• 所给文本
[译]Selective Search for Object Detection (C++/Python)

发表于 2019-11-07 更新于 2021-04-11 分类于视觉/vision 阅读次数：

本文字数： 12k 阅读时长 ≈ 21 分钟

学习论文Selective Search for Object Recognition，在网上查找相关资料时发现这篇文章，对于选择性搜索算法及其特征提取方式概括的比较好，所以翻译下来以便后续的学习

原文地址：Selective Search for Object Detection (C++ / Python)

In this tutorial, we will understand an important concept called “Selective Search” in Object Detection. We will also share OpenCV code in C++ and Python.

在本教程中，我们将了解一个重要的概念 - 基于选择性搜索的目标检测。文章末尾还包含了OpenCV示例

Object Detection vs. Object Recognition

目标检测 vs. 目标识别

An object recognition algorithm identifies which objects are present in an image. It takes the entire image as an input and outputs class labels and class probabilities of objects present in that image. For example, a class label could be "dog" and the associated class probability could be 97%.

目标识别算法识别图像中存在的对象。它将整个图像作为输入，并输出该图像中对象的类标签和类概率。例如，类标签可以是"dog"，其关联的类概率为97%

On the other hand, an object detection algorithm not only tells you which objects are present in the image, it also outputs bounding boxes (x, y, width, height) to indicate the location of the objects inside the image.

另一方面，目标检测算法不仅告诉您图像中存在哪些对象，还输出边界框（x，y，width，height）以指示对象在图像中的位置

At the heart of all object detection algorithms is an object recognition algorithm. Suppose we trained an object recognition model which identifies dogs in image patches. This model will tell whether an image has a dog in it or not. It does not tell where the object is located.

• 数据内容
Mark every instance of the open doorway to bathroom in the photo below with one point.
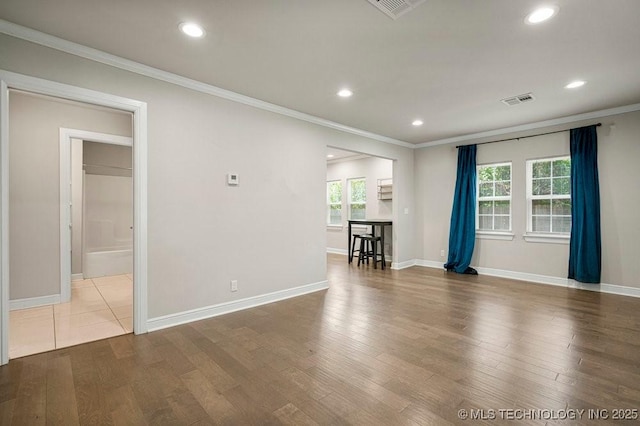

• 任务要求
1) 请编辑这篇关于选择性搜索的文本：从“In this tutorial, we”开始，一直到“C++ and Python.”为止，重新写出这一段，并把其中的“tutorial”换成“article”。
2) 把这篇关于选择性搜索的文本中的句子“At the heart of all object detection algorithms is an object recognition algorithm.”翻译成中文。
作答时请只依据这篇关于选择性搜索的文本。

• 逐项结果
1)
In this article, we will understand an important concept called “Selective Search” in Object Detection. We will also share OpenCV code in C++ and Python.

2) 所有目标检测算法的核心都是一个目标识别算法。